#### TO-DO LIST:
**a.** Answer these questions from the passage on KSP turbojets below:
(i) At what speed are the turbojets most efficient?
(ii) Roughly what ISP do they reach at about 5 km?
(iii) In real life, up to what point does lift/drag stay relatively constant as velocity changes?
**b.** Carry on the passage on KSP turbojets below, starting after its final sentence.

#### SELECTED PASSAGE:

|---|

KSP turbojets are most efficient at 1,000 m/s, due ot their velocity curve. They produce 2x as much thrust for the same fuel consumption relative to a velocity of 0.

Next is the ISP curve for atmosphere.... at low altitude, they have a horrible 800 ISP, going up to about 2500 ISP at something like 5 km, then back down to 1200 ISP as the air pressure decreases to vacuum conditions.

.... so the engine itslef is most efficient at 1,000 m/s at 5km... but the drag losses at that speed are extreme.

Its worth nothing that in Real Life - Lift/Drag remains relatively constant as velocity changes (until you get into higher mach numbers). This also means that L/D is pretty much constant across different air densities, as a lower air density just means you must travel faster. So for a given angle of attack and wing shape, your efficiency is the same regardless of what speed you travel at (but AoA changes do affect this, so to travel faster at the same AoA would require a different design with a higher wing loading - so for the same mass, just smaller wings)

|---|

Point placement records:
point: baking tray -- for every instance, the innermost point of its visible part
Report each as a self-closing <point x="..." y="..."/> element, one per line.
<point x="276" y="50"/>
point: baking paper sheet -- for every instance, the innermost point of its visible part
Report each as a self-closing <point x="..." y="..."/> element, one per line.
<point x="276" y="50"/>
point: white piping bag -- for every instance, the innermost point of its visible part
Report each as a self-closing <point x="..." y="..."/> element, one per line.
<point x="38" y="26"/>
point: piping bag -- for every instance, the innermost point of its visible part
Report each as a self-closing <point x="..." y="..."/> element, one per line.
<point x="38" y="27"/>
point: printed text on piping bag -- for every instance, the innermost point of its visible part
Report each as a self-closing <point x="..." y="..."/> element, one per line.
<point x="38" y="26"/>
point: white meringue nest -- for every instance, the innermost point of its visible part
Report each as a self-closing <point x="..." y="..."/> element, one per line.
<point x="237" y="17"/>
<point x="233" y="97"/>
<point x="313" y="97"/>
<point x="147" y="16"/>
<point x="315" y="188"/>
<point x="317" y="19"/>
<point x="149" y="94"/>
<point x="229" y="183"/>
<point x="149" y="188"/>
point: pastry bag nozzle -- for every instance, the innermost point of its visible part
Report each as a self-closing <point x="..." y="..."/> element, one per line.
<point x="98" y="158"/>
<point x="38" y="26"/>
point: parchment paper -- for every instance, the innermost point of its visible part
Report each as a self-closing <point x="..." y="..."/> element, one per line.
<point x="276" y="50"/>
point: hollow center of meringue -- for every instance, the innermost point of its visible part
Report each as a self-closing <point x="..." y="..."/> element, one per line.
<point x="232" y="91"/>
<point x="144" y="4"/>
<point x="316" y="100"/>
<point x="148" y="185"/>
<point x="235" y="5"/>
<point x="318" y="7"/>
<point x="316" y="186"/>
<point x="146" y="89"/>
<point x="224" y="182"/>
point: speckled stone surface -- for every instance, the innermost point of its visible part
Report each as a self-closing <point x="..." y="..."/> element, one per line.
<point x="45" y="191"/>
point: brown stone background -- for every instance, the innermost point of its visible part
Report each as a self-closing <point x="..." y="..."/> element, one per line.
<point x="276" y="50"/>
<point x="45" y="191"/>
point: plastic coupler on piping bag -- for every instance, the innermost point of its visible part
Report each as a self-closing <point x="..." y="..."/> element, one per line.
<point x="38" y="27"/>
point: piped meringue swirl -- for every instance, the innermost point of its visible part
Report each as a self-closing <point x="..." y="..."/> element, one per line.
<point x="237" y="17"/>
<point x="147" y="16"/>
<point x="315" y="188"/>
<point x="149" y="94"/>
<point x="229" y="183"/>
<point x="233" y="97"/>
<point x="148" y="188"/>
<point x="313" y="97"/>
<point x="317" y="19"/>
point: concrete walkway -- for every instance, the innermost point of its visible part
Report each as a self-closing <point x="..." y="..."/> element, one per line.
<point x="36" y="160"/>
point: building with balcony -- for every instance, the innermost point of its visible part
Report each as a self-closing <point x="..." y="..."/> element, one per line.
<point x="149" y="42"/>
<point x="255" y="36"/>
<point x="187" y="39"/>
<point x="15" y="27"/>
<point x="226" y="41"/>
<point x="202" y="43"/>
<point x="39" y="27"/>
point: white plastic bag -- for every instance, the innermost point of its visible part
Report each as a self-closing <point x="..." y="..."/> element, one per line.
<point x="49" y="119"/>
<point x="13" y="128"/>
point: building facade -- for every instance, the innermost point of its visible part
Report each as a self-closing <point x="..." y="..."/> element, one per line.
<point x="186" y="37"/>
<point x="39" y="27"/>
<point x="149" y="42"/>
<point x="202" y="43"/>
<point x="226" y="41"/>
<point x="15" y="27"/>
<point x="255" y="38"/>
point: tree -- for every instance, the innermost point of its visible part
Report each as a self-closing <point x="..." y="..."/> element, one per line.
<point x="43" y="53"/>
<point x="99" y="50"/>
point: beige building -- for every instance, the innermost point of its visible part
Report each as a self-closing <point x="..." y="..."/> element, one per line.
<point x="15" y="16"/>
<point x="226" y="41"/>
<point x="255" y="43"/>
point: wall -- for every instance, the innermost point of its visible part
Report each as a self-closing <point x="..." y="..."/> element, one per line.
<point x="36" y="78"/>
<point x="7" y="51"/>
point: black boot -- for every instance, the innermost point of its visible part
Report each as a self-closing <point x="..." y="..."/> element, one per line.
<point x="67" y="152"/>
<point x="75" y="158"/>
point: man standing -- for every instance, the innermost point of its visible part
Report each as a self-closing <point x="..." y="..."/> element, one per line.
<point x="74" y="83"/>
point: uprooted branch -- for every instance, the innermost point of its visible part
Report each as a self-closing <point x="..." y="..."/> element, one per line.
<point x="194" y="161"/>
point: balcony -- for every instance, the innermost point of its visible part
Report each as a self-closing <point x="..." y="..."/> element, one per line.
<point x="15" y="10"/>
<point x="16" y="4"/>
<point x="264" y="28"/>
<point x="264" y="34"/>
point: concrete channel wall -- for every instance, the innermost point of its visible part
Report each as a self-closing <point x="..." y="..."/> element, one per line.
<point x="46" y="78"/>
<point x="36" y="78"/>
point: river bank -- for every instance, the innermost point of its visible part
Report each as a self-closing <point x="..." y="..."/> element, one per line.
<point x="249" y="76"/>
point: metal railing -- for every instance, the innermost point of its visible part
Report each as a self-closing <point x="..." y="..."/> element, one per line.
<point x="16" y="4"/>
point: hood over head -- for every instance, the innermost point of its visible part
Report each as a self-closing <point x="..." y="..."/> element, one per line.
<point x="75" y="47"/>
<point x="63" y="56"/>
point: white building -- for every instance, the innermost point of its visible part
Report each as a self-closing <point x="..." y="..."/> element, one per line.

|---|

#### OUTPUTS IN ORDER:
**a.**
(i) 1,000 m/s.
(ii) About 2500 ISP.
(iii) Until you get into higher mach numbers.

**b.**
- but not so in stock KSP aerodynamics, L/D gets arbitrarily low as velocity gets aribtrarily high, as drag follows a V^2 relationship, but lift is proprotional to V (not V^2).

Double your velocity, halve your L/D.

However, as I noted at the start... often, you don't really need much lift, because due to the small radius of Kerbin, you get very close to orbital velocity, and you don't need to generate that much lift at all.

ie, the karman line http://en.wikipedia.org/wiki/K%C3%A1rm%C3%A1n_line

is quite low:

around this altitude, the atmosphere becomes too thin to support aeronautical flight, because a vehicle at this altitude would have to travel faster than orbital velocity to derive sufficient aerodynamic lift to support itself (neglecting centrifugal force).

Since we can actually fly near this line in KSP (airbreathing engines don't work at those speeds and altitudes in real life), its actually most efficient to fly up around there.

But thats like saying the most fly efficient way to fly in terms of cumulative distance travelled, is to go into orbit.

But in KSP, for flights where "centrifugal force" does not significantly reduce the amount of lift needed, then the most efficient way to fly is to fly as slowly as possible because of the funky lift equation, which means you want the basic jet, and it will take absurdly long to get anywhere like that.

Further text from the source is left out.